▶ Page

####

The use of digital image processing driven by artificial intelligence presents a promising approach for estimating moisture percentages in fired red bricks, thereby aiding in moisture management and quality control.

The methodology described in this study is intended to complement, rather than replace, traditional moisture measurement techniques. By leveraging AI algorithms, this image processing method has demonstrated its reliability, as evidenced by the close agreement between the segmented images and reference photographs. A key aspect of this methodology is the identification of moisture clusters through the combined application of principal component analysis (PCA) and K-means clustering. PCA helps in reducing the dimensionality of the image data, highlighting the most significant features, while K-means clustering can effectively group similar data points, thereby identifying those regions with varying moisture content.

The results of this study indicate that this AI-driven image processing technique can significantly impact the evaluation of moisture in structures. The ability to accurately and efficiently detect moisture clusters can lead to better-informed decisions in the construction and maintenance of buildings.

Using relative brightness differences as a form of “internal normalization” is important for minimizing the effects of lighting variations across an image. This technique relies on the assumption that changes in lighting impact all areas of the image uniformly.

By focusing on relative brightness differences rather than absolute values, the influence of variable lighting conditions can be mitigated. In the context of images with different pixel sizes, brightness percentages can vary, due to the inherently fractal nature of image processing using different pixel sizes.

Fractals are characterized by self-similarity across different scales, meaning that an object displaying fractal properties will exhibit similar patterns at various levels of magnification. This self-similarity is relevant when analyzing digital images, especially when pixel sizes and image resolutions are adjusted.

For instance, natural elements such as coastlines demonstrate fractal characteristics, showing complex, irregular shapes that persist at multiple scales. When measuring geometric properties like the length or area of such fractal objects, the results can differ based on the scale at which measurements are taken.

This scale-dependent variation is a consequence of the fractal dimension, which quantifies the complexity of an object [34]. The choice of pixel size and image resolution plays a significant role in how these physical properties are represented and measured. Internal normalization through relative brightness differences helps account for variations in lighting, which could facilitate a more consistent analysis of fractal-like structures in digital images.

In the realm of construction material evaluation and architectural heritage preservation, accurately identifying the substances within masonry units is paramount. The presence of chlorides, for instance, can greatly influence the integrity and longevity of these structures [6]. Traditional methods of detection often grapple with uncertainties that can compromise the accuracy of the results.

Advancements in digital photography and image processing offer promising solutions. Digital photography formats such as RGB (red, green, and blue), HSV (hue, saturation, and value), and HSI (hue, saturation, and intensity) can help to reduce any uncertainties in the identification of moisture percentages within masonry units. Each of these formats offers unique advantages in capturing and analyzing the interactions between light and materials.

The RGB color model is fundamental in digital imaging, representing images in terms of the primary colors of light. By analyzing the intensity of red, green, and blue components, we can infer the presence of chlorides, which typically alter the color balance of the material.

####

(Entries from a point labeling set)
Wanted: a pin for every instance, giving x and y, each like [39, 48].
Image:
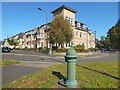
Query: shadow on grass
[104, 73]
[60, 76]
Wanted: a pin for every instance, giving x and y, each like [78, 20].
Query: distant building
[37, 37]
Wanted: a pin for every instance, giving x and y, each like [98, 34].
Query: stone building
[37, 37]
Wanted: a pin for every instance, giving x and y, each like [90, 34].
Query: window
[76, 33]
[80, 43]
[80, 34]
[78, 24]
[41, 44]
[68, 44]
[85, 44]
[71, 21]
[84, 35]
[41, 35]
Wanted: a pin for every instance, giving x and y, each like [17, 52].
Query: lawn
[88, 75]
[9, 62]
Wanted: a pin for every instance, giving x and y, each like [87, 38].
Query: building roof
[80, 22]
[64, 7]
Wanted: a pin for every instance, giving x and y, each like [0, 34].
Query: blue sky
[23, 16]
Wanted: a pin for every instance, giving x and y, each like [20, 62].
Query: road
[32, 62]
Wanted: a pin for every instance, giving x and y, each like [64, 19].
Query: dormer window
[71, 21]
[78, 24]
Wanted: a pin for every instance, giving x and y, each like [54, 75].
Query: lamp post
[95, 40]
[49, 50]
[6, 36]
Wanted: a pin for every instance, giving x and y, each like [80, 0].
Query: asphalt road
[58, 58]
[33, 62]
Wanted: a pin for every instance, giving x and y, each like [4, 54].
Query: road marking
[24, 55]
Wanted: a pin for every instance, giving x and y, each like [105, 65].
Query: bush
[61, 50]
[40, 49]
[79, 48]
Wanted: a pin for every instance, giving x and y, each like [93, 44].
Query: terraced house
[38, 37]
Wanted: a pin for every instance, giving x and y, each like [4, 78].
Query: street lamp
[6, 36]
[50, 51]
[95, 40]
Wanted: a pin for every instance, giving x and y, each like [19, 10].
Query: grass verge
[88, 75]
[9, 62]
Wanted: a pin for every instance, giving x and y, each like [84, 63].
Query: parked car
[5, 49]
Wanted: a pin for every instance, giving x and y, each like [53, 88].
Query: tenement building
[37, 37]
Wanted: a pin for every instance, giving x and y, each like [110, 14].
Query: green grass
[88, 75]
[9, 62]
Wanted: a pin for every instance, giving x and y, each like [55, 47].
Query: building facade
[38, 38]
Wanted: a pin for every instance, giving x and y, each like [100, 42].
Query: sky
[23, 16]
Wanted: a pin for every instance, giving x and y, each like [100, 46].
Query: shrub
[79, 48]
[61, 50]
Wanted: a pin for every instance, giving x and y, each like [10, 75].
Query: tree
[12, 42]
[114, 35]
[60, 31]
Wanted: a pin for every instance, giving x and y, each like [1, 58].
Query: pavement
[32, 62]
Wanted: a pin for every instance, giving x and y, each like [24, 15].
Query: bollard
[70, 58]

####

▶ What to do
• A. Write out the text on brick moisture from "Advancements in digital" to "light and materials.".
• B. According to the text on brick moisture, which two techniques are applied together to identify moisture clusters?

▶ Task responses
• A.
Advancements in digital photography and image processing offer promising solutions. Digital photography formats such as RGB (red, green, and blue), HSV (hue, saturation, and value), and HSI (hue, saturation, and intensity) can help to reduce any uncertainties in the identification of moisture percentages within masonry units. Each of these formats offers unique advantages in capturing and analyzing the interactions between light and materials.

• B. Principal component analysis (PCA) and K-means clustering.